Source text:
----------

Former Army Staff Sgt. Ryan J. Pitts doesn’t see the Medal of Honor that was bestowed on him Monday as his alone.
The nation’s highest military honor, awarded for bravery and gallantry, is “ours, not mine. It represents the sacrifices we all made,” said in an interview, referring to his fellow soldiers, “and it’s a memorial for all the guys that didn’t come home.”
Pitts, a 28-year-old from Nashua, N.H., received the medal at a White House ceremony while surrounded by family, fellow soldiers and high government officials.
He became one of more than 3,400 recipients of the nation’s most coveted military decoration and the second from his unit, the 2nd Battalion of the 503rd Infantry Regiment. Known as Chosen Company, it’s one of the most decorated companies since the war on terror began, according to the Army.
Upon placing the medal around Pitts’ neck, President Barack Obama said, “It is remarkable that we have young men and women serving in our military with so much integrity, so much humility. Ryan represents the very best of that tradition.”

----------

Data supplied:
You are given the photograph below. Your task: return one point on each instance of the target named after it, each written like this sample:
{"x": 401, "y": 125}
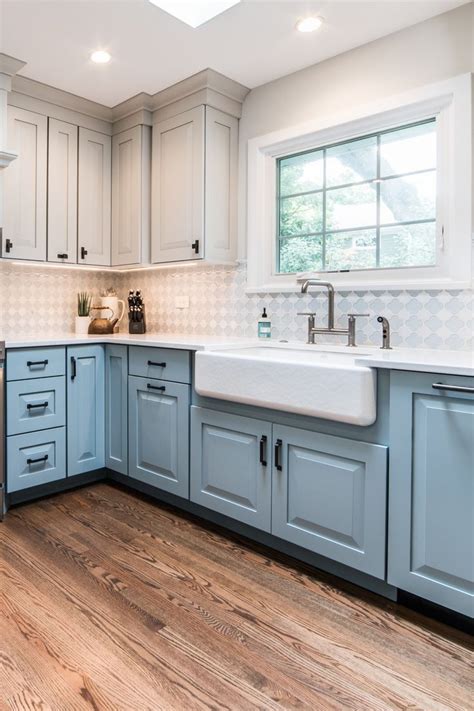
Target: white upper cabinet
{"x": 94, "y": 189}
{"x": 131, "y": 179}
{"x": 62, "y": 192}
{"x": 194, "y": 188}
{"x": 24, "y": 233}
{"x": 178, "y": 187}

----------

Required tasks:
A) In the Medal of Honor article, rewrite the passage from "Former Army Staff" to "high government officials.", replacing "ceremony" with "event".
B) According to the Medal of Honor article, what unit did Pitts serve in?

Answers by item:
A)
Former Army Staff Sgt. Ryan J. Pitts doesn’t see the Medal of Honor that was bestowed on him Monday as his alone.
The nation’s highest military honor, awarded for bravery and gallantry, is “ours, not mine. It represents the sacrifices we all made,” said in an interview, referring to his fellow soldiers, “and it’s a memorial for all the guys that didn’t come home.”
Pitts, a 28-year-old from Nashua, N.H., received the medal at a White House event while surrounded by family, fellow soldiers and high government officials.

B) The 2nd Battalion of the 503rd Infantry Regiment, known as Chosen Company.